> _INFORMATION SUPPLIED_
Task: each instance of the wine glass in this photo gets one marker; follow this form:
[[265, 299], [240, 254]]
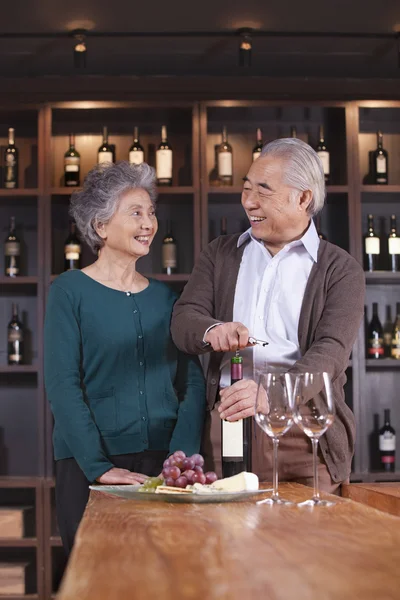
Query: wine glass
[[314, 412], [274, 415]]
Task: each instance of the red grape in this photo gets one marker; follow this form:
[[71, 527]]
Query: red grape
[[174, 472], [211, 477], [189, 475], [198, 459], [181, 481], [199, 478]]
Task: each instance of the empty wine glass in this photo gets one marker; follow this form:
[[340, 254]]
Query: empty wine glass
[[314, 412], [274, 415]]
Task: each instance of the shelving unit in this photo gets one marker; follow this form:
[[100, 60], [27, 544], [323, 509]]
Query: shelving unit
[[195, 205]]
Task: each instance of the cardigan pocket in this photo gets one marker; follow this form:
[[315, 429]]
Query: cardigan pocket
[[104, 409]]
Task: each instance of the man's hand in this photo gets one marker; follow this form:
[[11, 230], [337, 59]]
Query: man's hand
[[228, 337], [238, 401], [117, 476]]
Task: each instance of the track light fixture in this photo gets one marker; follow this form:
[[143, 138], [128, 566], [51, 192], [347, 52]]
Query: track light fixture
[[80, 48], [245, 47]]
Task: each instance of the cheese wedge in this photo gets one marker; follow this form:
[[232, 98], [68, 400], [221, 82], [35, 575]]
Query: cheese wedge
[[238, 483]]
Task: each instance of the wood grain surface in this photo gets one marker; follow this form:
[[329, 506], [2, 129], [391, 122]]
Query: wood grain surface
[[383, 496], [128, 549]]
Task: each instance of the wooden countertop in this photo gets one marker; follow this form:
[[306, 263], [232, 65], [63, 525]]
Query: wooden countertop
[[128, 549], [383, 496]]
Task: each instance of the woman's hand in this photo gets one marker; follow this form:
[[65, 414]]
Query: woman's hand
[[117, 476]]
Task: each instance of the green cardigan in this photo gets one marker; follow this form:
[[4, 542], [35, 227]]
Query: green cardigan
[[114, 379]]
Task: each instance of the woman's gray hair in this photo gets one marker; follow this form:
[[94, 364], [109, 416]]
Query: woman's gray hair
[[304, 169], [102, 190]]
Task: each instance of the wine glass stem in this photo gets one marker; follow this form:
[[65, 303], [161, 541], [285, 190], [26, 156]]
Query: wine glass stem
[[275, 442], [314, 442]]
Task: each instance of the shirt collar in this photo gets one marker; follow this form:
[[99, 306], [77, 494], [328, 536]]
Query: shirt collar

> _WORK TO COMPLETE_
Look at the entries above. Say how many lines have the word "collar", and give only the number.

> _ANSWER AREA_
2